▶ Problem requirements
Scale the entries below, starting with the line that contains "Query: yellow stripe on guernsey" and going on through the last line of the entries. Rewrite each of those lines, including the lines that begin with "Query:", and multiply every coordinate in the answers by 1.85, rounding to whole numbers with halves rounded up.

-- Start Supplied entries --

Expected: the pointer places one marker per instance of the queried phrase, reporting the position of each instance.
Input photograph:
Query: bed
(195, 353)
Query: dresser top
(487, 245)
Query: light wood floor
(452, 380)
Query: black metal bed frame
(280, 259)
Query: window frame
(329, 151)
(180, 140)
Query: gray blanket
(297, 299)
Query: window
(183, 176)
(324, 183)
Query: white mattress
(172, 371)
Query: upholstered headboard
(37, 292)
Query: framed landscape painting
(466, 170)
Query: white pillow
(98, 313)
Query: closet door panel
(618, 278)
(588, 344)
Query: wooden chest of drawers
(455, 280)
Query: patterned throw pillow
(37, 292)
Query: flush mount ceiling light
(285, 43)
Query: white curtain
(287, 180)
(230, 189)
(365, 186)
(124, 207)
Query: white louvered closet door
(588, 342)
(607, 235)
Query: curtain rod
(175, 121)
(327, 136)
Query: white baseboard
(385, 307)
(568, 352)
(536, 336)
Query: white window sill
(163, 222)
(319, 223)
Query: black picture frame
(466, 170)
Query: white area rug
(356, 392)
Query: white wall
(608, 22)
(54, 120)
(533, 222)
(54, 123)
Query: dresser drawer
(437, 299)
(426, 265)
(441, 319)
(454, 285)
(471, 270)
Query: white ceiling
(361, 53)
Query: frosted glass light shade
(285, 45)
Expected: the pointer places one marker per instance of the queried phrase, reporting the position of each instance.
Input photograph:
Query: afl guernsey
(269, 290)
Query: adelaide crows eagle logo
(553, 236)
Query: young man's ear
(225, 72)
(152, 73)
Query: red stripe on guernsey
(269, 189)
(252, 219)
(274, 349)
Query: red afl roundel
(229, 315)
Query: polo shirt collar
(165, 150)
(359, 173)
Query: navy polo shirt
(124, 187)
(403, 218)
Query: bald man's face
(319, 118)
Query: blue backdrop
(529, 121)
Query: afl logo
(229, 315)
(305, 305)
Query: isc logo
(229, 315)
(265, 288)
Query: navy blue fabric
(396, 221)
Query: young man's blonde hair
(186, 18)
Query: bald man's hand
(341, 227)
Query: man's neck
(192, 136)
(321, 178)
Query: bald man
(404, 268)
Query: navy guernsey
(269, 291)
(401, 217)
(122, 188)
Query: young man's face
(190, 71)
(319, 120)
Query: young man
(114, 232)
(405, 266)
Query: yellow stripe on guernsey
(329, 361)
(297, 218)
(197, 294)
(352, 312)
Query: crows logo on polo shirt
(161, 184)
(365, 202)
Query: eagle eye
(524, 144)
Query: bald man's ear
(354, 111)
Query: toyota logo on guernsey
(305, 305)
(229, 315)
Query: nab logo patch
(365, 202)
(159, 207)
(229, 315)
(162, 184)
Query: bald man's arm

-- End Supplied entries --

▶ Right answer
Query: yellow stripe on guernsey
(609, 668)
(549, 403)
(364, 544)
(651, 577)
Query: crows logo on polo shirt
(298, 340)
(675, 374)
Query: eagle eye
(969, 266)
Query: bald man's ear
(655, 205)
Query: toyota logo on guernsey
(564, 564)
(424, 583)
Query: nab logo patch
(675, 374)
(294, 383)
(424, 583)
(300, 340)
Query: bald man's arm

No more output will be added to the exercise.